### AIM OF THE TASK
Write out precisely the lines beginning with the line that contains "Category: woman's hair bun" and ending with the last line of the entries, and no other lines.

### DATA TO USE
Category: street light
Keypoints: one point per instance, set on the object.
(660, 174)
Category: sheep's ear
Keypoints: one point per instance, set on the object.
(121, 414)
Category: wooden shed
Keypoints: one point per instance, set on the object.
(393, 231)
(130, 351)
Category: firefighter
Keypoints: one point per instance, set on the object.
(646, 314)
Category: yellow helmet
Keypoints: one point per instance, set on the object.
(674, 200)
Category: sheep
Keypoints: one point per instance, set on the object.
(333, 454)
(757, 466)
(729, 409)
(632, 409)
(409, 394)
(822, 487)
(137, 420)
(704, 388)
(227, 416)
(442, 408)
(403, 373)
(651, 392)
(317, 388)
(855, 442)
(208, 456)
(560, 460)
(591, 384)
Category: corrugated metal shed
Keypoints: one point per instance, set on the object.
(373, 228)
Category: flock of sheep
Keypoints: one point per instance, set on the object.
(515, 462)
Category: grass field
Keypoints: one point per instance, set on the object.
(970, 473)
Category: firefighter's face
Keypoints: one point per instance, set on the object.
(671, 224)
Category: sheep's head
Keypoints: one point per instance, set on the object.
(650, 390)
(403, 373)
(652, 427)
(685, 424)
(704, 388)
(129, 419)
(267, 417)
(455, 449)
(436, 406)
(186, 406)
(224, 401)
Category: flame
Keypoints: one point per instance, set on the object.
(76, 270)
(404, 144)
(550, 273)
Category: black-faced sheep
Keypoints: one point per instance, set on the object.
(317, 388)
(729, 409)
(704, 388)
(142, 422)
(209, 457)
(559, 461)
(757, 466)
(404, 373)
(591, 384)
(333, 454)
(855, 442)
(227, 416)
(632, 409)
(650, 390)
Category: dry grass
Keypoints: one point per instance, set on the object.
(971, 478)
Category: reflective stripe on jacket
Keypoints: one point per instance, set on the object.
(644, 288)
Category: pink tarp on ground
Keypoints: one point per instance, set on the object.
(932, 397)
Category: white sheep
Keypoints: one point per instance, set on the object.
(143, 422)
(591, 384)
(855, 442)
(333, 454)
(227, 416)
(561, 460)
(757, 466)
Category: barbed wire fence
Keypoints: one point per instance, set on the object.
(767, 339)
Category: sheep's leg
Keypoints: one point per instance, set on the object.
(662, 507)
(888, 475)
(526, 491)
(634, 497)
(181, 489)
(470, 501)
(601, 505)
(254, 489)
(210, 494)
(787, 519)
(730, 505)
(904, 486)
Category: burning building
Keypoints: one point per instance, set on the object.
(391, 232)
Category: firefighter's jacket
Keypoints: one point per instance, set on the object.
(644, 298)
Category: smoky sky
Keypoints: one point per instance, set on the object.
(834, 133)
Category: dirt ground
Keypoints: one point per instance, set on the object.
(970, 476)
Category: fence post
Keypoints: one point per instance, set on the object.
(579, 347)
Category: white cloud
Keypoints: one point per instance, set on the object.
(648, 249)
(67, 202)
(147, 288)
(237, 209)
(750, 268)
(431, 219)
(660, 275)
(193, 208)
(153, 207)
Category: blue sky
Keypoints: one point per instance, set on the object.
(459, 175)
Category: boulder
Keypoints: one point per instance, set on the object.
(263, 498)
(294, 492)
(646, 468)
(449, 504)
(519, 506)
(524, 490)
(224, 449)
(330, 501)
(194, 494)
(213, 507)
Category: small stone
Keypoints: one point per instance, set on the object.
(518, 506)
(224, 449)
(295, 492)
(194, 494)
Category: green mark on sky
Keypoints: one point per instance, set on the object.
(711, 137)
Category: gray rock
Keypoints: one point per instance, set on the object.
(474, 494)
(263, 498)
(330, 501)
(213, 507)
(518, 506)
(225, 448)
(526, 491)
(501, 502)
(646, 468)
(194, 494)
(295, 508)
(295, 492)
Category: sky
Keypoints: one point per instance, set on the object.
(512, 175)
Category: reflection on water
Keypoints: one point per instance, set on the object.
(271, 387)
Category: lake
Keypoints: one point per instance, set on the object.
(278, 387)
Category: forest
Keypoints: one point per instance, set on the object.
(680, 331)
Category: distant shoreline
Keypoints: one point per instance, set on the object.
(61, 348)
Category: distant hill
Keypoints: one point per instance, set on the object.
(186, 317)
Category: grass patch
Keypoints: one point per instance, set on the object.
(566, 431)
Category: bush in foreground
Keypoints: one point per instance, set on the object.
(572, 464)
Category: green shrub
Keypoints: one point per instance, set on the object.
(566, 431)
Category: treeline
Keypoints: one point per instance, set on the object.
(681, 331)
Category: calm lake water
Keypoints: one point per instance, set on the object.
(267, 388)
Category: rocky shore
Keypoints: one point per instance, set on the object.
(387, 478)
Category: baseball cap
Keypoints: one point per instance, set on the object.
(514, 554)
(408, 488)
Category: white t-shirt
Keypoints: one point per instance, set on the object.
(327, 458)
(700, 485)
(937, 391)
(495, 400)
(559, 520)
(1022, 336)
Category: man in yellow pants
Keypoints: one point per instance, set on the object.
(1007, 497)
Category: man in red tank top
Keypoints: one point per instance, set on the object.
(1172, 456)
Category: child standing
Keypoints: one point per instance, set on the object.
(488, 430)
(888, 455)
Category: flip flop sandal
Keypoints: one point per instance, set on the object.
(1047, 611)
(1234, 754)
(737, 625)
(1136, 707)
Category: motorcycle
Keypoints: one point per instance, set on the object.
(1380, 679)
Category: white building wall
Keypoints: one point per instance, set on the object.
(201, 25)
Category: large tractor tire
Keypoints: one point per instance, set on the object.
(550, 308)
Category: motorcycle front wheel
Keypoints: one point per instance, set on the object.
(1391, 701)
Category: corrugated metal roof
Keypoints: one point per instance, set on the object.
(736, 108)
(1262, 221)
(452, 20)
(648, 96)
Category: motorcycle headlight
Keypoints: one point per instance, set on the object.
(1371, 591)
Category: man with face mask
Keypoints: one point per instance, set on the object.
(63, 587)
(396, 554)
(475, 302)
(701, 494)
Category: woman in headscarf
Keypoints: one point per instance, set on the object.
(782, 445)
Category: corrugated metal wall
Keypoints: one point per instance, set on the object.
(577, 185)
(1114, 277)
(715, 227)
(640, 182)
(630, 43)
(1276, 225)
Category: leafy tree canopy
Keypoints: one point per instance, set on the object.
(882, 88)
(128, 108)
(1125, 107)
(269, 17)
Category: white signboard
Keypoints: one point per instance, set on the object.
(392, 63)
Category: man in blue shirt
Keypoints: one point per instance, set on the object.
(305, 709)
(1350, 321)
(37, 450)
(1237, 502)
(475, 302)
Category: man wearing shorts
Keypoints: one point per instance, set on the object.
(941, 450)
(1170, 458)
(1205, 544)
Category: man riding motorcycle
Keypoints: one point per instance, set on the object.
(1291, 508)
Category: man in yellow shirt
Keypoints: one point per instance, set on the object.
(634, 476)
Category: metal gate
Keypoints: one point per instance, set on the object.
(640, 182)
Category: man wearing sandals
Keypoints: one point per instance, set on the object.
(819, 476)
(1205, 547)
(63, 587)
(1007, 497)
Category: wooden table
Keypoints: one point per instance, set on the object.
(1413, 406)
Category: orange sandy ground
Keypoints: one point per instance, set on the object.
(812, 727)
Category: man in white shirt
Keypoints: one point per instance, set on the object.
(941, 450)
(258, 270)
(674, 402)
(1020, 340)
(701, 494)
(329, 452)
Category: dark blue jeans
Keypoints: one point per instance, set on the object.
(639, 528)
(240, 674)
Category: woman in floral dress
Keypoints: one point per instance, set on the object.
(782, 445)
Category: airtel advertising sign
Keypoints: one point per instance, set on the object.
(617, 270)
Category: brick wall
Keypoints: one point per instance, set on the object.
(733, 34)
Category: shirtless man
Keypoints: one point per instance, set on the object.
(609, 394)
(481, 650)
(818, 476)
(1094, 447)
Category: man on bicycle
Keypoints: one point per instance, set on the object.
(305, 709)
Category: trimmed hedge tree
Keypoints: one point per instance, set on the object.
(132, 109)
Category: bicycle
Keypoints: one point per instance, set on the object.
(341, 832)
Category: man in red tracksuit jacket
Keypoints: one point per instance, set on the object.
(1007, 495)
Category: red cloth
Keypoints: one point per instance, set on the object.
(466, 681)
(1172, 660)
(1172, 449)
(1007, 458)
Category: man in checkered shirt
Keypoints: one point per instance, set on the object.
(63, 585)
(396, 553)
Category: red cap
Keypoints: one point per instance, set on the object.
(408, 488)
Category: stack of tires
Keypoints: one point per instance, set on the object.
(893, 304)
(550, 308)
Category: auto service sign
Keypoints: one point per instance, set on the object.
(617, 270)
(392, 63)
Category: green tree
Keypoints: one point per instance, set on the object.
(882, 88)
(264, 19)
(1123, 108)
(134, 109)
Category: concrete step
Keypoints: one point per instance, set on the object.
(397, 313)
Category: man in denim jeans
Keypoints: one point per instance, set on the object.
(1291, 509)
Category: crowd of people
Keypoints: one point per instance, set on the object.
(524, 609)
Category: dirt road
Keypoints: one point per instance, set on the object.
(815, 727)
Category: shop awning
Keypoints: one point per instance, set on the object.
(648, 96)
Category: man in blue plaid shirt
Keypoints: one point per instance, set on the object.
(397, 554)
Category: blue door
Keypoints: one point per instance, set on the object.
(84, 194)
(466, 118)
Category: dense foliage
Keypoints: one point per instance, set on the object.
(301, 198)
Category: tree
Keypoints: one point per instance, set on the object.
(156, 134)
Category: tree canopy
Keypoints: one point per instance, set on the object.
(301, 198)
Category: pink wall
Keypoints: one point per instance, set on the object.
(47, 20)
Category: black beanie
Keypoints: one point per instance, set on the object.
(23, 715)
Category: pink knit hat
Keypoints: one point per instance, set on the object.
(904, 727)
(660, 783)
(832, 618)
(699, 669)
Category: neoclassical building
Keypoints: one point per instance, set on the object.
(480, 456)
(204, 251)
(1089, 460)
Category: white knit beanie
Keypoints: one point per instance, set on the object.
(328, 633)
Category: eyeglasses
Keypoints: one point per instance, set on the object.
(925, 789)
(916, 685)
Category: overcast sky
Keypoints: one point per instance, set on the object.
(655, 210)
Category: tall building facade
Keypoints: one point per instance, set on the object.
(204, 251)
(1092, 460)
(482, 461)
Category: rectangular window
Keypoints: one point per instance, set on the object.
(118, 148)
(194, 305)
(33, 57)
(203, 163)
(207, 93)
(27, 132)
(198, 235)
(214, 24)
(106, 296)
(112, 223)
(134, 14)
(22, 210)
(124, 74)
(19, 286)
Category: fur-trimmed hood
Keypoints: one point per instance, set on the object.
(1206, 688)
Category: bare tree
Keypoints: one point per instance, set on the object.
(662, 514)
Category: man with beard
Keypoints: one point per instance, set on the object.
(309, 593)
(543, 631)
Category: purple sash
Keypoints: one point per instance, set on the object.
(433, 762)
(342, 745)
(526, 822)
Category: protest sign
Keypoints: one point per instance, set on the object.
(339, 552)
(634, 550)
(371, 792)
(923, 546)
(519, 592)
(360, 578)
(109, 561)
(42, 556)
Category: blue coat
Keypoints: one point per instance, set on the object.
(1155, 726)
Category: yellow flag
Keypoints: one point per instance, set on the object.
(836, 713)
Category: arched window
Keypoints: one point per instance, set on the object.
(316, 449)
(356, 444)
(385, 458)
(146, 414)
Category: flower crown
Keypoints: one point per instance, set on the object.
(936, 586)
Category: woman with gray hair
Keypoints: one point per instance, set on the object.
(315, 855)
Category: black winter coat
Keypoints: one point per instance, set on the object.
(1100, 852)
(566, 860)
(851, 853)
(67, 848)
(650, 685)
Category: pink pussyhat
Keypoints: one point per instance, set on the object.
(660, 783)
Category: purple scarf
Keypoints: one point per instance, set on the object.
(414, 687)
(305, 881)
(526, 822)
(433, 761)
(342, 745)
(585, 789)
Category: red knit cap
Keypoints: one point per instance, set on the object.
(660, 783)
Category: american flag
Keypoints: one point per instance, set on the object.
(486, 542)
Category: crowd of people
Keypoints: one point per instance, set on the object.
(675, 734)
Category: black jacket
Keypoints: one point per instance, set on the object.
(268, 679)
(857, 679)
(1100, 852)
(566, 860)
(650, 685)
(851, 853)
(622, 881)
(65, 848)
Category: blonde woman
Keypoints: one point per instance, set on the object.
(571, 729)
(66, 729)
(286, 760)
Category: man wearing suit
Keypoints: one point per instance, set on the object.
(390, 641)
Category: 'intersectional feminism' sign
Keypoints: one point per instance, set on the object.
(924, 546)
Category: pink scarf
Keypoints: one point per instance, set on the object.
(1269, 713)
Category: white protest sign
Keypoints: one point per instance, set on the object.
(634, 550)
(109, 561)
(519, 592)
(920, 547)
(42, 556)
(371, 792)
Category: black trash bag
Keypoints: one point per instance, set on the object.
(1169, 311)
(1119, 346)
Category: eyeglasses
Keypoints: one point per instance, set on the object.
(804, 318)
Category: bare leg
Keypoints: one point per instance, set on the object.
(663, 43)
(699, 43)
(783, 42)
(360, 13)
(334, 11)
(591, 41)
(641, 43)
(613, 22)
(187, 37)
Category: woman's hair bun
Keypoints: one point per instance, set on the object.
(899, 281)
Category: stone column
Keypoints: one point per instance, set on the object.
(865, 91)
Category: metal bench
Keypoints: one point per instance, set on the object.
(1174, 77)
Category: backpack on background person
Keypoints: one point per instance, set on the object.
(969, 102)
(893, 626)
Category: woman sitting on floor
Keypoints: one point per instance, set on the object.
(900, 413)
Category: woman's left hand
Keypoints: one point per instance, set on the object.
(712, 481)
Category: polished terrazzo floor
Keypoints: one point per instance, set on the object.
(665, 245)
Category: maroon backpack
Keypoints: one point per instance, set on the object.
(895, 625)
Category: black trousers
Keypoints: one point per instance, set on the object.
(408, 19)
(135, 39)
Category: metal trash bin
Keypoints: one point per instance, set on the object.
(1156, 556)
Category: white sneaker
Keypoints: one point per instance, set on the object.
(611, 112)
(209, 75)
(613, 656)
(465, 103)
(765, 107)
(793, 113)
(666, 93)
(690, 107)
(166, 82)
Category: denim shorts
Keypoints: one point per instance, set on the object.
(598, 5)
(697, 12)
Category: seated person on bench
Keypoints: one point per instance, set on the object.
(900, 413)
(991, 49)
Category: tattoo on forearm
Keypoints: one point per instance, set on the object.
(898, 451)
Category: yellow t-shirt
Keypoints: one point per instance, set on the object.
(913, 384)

### SOLUTION TO THIS PROBLEM
Category: woman's hair bun
Keypoints: one point per instance, set on the object.
(899, 281)
Category: stone column
Keypoints: one point per instance, set on the object.
(865, 91)
Category: metal bench
Keypoints: one point per instance, set on the object.
(1174, 77)
Category: backpack on background person
Keypoints: one point per instance, set on the object.
(969, 102)
(893, 626)
Category: woman sitting on floor
Keypoints: one point per instance, set on the object.
(900, 413)
Category: woman's left hand
Keypoints: one point per instance, set on the object.
(712, 481)
Category: polished terrazzo floor
Keypoints: one point per instance, set on the object.
(665, 245)
Category: maroon backpack
Keypoints: one point per instance, set on the object.
(895, 625)
Category: black trousers
Keypoints: one point per instance, set on the object.
(408, 19)
(135, 39)
Category: metal trash bin
Keypoints: one point per instance, set on the object.
(1156, 556)
Category: white sneaker
Keypoints: one point per instance, set on the object.
(611, 112)
(209, 75)
(613, 656)
(465, 103)
(765, 107)
(793, 113)
(666, 93)
(690, 107)
(166, 82)
Category: denim shorts
Keypoints: one point per instance, set on the object.
(598, 5)
(697, 12)
Category: seated person on bench
Keypoints: one point per instance, set on the object.
(900, 413)
(991, 49)
Category: tattoo on forearm
Keypoints: one point per instance, set on the object.
(898, 451)
Category: yellow t-shirt
Keypoints: one point per instance, set on the object.
(913, 384)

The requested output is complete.